▸ **Selection**:
>> BEGIN
Am 24.04.2010 01:09, schrieb Xueming Shen:
Ulf Zibis wrote:
- I like the idea, saving the data in a compressed binary file,
instead classfile static data.
- wouldn't PreHashMaps be faster initialized as a normal HashMaps in
j.l.Character.UnicodeScript and j.l.CharacterName?
I don't think so. The key for these 2 cases is the whole unicode range.
At least the aliases map has string keys.
But you can always try. Current
binary-search for script definitely is not a perfect solution.
In most cases you don't have an exact match from the HashMap of
CharacterName, so then you anyway have to do the binary search.
- As alternative to lookup in a hash table, I guess retrieving the
pointers from a memory saving sorted array via binary search would be
fast enough.
- j.l.CharacterName:
-- You could instantiate the HashMap with capacity=cpLeng
I changed the data file "format" a bit, so now the overal uniName.dat
is less than 88k (last version is 122+k), but
Is this compressed size or un-compressed ?
the I can no long use cpLen as the capacity for the hashmap. I'm now
using a hardcoded 20000 for 5.2.
>> END
[Pointing and labeling entries]
>> BEGIN
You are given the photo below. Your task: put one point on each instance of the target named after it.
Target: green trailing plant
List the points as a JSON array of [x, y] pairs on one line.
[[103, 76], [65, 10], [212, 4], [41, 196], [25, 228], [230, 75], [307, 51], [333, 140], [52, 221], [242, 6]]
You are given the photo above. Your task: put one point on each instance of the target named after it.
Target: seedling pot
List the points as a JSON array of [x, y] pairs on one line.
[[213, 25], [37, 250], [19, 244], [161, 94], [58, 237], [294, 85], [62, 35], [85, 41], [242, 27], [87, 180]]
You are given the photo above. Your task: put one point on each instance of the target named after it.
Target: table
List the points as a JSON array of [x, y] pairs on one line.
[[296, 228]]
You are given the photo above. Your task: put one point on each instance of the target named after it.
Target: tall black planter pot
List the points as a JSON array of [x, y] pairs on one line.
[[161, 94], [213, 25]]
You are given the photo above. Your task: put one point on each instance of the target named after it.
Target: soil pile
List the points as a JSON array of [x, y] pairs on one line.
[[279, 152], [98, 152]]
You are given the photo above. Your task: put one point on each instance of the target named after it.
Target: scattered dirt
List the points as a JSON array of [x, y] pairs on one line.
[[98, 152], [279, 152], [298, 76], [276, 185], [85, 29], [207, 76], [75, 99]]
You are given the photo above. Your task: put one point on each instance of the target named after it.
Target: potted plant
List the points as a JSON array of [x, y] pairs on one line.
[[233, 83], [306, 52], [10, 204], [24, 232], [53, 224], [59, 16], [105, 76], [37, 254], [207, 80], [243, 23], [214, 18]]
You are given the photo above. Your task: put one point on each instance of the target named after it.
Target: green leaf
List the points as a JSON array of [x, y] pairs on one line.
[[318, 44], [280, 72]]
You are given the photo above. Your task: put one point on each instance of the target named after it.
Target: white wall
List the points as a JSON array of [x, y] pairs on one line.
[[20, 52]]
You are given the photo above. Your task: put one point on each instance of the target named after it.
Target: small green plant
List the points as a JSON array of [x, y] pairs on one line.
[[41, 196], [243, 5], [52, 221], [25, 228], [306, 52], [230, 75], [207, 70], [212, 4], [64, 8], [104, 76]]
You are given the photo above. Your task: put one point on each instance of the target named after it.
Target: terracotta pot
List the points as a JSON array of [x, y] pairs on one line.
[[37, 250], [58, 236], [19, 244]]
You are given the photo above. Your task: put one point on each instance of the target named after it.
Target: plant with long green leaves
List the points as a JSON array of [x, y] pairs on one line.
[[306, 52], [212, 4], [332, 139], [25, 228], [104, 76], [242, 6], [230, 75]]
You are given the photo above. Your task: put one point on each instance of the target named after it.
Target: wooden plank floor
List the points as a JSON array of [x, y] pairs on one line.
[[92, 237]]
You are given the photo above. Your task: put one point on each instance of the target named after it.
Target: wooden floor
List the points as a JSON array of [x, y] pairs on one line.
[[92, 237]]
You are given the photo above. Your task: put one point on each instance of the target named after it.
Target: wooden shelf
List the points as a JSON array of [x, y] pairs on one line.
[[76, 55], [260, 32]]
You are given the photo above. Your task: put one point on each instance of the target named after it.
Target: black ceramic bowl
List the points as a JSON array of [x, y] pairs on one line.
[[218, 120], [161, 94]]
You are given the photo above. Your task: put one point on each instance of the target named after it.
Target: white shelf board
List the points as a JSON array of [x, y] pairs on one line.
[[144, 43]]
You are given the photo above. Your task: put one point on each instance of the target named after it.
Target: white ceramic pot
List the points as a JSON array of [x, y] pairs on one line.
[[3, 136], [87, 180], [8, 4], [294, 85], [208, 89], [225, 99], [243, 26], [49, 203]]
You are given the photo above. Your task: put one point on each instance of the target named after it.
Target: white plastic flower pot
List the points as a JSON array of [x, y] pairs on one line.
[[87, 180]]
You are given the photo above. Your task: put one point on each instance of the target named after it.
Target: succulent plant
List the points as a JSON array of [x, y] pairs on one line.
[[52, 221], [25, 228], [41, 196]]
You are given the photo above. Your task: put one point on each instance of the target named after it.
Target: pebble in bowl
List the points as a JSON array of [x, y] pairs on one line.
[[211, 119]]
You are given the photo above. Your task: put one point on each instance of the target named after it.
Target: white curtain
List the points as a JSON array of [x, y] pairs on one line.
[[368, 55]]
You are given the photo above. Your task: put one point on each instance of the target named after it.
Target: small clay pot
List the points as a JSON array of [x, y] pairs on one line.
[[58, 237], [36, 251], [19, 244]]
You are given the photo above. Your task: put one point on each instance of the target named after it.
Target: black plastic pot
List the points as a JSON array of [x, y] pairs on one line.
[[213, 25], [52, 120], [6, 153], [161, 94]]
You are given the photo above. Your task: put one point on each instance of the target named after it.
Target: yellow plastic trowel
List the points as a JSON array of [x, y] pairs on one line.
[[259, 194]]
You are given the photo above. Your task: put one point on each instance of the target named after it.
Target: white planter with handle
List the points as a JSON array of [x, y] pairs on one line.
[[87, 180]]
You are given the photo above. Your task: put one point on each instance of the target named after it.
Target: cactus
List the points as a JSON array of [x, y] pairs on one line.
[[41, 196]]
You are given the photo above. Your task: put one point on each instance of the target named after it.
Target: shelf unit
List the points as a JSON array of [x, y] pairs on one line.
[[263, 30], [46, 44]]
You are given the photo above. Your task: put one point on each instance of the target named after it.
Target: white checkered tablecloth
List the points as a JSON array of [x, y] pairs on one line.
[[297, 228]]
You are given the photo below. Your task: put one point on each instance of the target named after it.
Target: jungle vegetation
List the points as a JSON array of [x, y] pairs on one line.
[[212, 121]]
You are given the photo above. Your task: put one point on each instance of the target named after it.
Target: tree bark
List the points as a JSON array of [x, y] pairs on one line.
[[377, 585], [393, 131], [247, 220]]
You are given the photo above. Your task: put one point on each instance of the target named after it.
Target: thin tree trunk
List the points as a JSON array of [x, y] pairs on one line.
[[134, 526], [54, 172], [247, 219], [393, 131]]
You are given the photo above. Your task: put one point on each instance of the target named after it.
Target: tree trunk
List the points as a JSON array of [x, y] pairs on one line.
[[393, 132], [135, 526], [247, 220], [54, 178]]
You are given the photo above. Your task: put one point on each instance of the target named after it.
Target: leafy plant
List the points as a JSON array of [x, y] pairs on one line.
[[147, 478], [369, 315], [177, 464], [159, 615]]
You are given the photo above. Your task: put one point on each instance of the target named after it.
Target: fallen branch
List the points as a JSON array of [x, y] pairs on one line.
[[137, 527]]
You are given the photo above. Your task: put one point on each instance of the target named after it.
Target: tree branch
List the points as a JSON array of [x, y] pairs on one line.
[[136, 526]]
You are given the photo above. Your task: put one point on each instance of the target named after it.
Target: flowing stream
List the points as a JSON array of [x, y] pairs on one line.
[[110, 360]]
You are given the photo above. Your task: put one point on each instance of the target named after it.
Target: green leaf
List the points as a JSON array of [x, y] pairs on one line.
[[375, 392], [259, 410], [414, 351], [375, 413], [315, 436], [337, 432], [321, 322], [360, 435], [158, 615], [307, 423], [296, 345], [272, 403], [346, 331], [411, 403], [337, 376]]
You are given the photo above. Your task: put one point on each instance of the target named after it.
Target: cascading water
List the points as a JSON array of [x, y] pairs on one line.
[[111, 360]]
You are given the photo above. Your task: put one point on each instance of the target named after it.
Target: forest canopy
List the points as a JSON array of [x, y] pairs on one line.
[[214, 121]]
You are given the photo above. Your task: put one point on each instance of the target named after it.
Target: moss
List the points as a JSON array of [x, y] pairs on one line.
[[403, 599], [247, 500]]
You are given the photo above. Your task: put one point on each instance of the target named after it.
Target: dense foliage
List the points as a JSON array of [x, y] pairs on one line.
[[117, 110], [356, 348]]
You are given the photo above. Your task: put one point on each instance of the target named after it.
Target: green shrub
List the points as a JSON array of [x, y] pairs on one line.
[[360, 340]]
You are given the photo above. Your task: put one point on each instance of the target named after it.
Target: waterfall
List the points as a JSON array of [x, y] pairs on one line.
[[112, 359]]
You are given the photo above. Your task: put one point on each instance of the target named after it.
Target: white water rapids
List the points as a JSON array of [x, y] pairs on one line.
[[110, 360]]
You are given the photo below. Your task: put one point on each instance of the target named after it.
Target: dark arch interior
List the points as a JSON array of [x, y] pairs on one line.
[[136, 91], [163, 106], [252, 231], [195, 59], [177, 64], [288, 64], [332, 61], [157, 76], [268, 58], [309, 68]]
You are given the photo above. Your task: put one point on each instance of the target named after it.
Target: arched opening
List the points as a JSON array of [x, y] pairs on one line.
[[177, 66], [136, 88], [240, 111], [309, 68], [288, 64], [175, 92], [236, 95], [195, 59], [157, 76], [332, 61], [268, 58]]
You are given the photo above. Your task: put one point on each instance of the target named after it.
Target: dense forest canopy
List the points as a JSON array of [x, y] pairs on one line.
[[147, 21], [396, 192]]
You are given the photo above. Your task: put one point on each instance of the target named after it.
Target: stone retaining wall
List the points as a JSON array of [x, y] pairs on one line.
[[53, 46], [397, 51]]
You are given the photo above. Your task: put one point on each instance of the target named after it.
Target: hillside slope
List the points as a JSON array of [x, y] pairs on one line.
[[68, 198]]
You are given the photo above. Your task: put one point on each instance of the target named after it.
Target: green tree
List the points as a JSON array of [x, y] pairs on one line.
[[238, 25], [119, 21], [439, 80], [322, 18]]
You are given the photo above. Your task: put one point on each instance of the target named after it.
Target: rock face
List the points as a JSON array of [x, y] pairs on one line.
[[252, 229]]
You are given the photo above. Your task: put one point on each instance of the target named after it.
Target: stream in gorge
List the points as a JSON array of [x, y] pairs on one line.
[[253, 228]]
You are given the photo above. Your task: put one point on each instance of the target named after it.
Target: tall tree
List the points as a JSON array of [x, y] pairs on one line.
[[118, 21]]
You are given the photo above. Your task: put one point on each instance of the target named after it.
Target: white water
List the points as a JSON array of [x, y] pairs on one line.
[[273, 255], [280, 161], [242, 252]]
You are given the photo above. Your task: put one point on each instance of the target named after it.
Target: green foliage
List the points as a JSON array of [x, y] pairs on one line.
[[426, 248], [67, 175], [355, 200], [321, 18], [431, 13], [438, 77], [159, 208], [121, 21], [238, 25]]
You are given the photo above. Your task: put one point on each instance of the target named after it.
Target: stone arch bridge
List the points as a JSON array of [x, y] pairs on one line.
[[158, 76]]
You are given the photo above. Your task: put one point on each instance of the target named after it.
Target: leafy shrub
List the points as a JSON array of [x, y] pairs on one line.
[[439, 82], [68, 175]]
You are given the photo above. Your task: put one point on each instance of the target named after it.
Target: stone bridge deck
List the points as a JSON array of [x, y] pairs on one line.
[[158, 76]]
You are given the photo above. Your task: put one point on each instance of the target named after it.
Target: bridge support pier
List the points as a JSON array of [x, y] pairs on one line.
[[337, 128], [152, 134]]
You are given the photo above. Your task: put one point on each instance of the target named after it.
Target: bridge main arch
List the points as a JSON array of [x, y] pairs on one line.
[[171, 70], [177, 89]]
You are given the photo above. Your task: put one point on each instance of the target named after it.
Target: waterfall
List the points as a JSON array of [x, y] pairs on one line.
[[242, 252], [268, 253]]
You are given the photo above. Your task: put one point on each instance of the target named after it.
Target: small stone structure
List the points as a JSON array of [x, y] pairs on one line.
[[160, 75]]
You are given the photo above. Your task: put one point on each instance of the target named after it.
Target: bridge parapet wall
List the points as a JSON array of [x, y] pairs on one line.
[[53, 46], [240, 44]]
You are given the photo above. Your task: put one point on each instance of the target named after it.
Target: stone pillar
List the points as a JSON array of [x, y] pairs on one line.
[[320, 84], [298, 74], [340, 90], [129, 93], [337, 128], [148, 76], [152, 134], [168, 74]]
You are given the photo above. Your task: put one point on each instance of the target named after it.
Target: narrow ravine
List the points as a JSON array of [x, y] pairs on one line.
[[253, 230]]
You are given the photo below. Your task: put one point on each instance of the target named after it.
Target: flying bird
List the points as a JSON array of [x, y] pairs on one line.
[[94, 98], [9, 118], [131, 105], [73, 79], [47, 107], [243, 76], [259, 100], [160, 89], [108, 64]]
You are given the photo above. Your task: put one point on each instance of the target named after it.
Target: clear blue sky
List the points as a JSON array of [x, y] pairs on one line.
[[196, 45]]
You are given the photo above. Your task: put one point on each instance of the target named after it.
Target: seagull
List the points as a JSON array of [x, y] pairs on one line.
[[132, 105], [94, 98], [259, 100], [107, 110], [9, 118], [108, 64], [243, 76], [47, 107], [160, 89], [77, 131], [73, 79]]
>> END
▸ **Things to do**:
- 1) Decide whether each statement agrees with the thread about Unicode character data: (a) the revised data file is smaller than 88k, (b) a hardcoded capacity of 20000 is now used for the hash map, (c) binary search for script is called a perfect solution. Answer yes or no for each, and quote the deciding words.
- 2) Carry on the thread about Unicode character data, starting after its last line.

▸ **Results for each task**:
- 1)
(a) Yes: "is less than 88k (last version is 122+k)"
(b) Yes: "using a hardcoded 20000 for 5.2"
(c) No: "definitely is not a perfect solution"

- 2)
You could pre-calculate the actual value by help of
generatecharacter/CharacterName.java
I believe you would NOT see any meaningful performance boost from
using DirectByteBuffer, given the
size of the data file, 88k. It probably will slow it down a little.
If you read the whole file, yes, but retrieving a single data from a
distinct position ?
If you take a look at the last version
http://cr.openjdk.java.net/~sherman/script/webrev/src/share/classes/java/lang/CharacterName.java.html
You probably will not consider to use DataInputStream class. I no
longer store the code point value for
most entries, one the length of the name, in which 1 byte is
definitely big enough.
You could save one more byte:
66 do {
67 int len = ba[off++]& 0xff;
68 if (len< 0x11) {
69 // always big-endian
70 cp = (len<< 16) |
71 ((ba[off++]& 0xff)<< 8) |
72 ((ba[off++]& 0xff));
73 len = ba[off++]& 0xff;
74
75 } else {
76 len -= 0x11;
77 cp++;
78 }
Yes, the final table takes about 500k, we might consider to use a
weakref or something, if memory really
a concern. But the table will get initialized only if you invoke
Character.getName(),
Yes, retrieving one single Character.getName() would cause the whole map
to initialize. Is that economic?
I would expect most
of the application would never get down there.
(1) to use enum for the j.l.Character.UnicodeScript (compared to the
traditional j.l.c.Subset)
- enum j.l.Character.UnicodeScript:
-- IIRC, enums internally are handled as int constants, so retrieving
an element via name would need a name->int lookup
-- So UnicodeScript.forName would have to lookup 2 times
--- alias->fullName (name of enum element)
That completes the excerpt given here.